### THE REQUEST
Gather each line of the stored entries below that contains the word "shrub". Treat uppercase and lowercase letters as different.

(Stored entries)
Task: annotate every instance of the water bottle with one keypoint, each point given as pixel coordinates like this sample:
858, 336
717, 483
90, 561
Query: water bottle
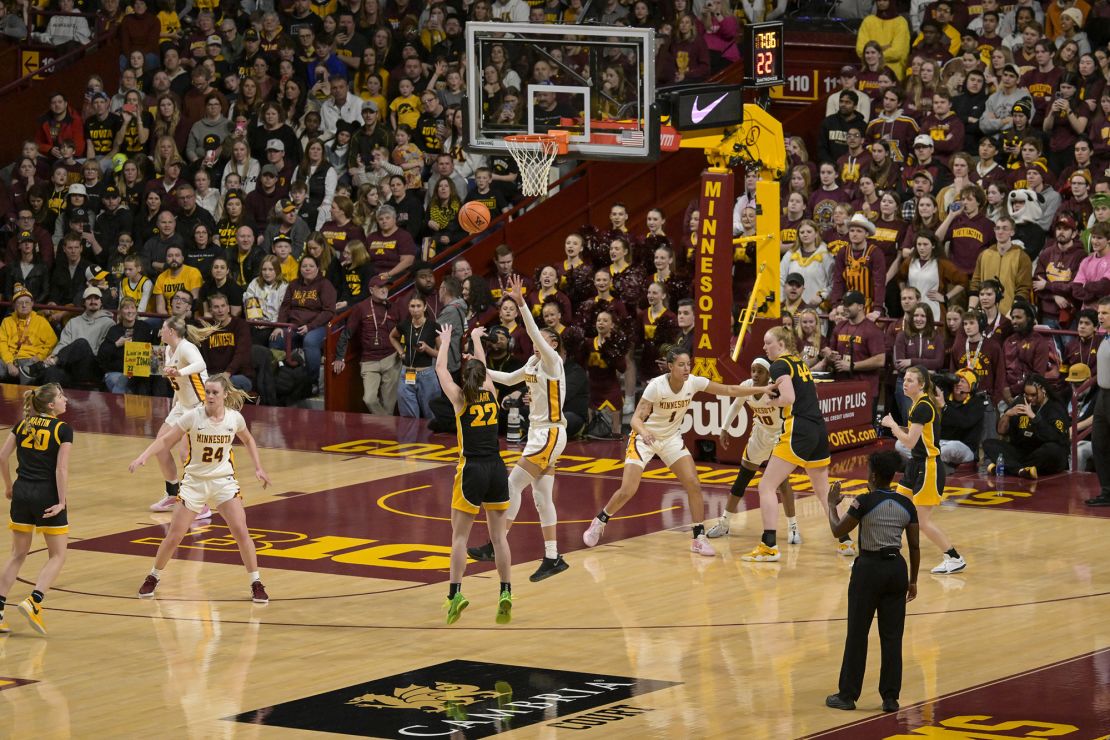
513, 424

==

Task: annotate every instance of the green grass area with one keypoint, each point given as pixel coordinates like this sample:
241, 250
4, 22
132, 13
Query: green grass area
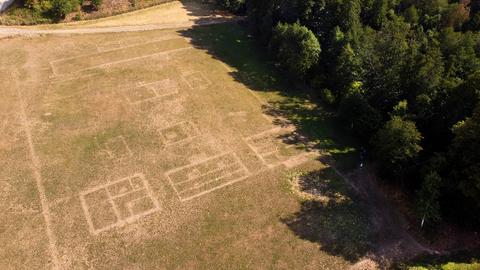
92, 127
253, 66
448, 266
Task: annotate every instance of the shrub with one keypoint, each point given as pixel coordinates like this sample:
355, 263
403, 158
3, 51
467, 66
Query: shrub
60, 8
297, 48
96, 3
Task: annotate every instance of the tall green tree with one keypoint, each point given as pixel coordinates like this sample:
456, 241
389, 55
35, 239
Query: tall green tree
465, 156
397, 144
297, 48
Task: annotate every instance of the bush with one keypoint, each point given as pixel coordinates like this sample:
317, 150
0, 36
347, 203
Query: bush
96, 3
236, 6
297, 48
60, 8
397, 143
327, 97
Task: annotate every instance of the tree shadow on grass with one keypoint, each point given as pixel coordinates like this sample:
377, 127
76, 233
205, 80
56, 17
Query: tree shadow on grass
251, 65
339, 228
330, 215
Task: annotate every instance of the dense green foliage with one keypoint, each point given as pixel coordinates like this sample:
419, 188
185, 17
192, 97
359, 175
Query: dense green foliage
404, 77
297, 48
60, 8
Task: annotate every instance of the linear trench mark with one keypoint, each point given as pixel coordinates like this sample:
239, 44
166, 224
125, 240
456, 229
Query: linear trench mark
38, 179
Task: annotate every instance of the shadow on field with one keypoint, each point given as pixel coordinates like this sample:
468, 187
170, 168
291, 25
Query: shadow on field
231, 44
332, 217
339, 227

### EXERCISE SOLUTION
Task: annotate every instance of the shrub with one keypoint, each point given as pixel coordinates like this sample:
Query: shrub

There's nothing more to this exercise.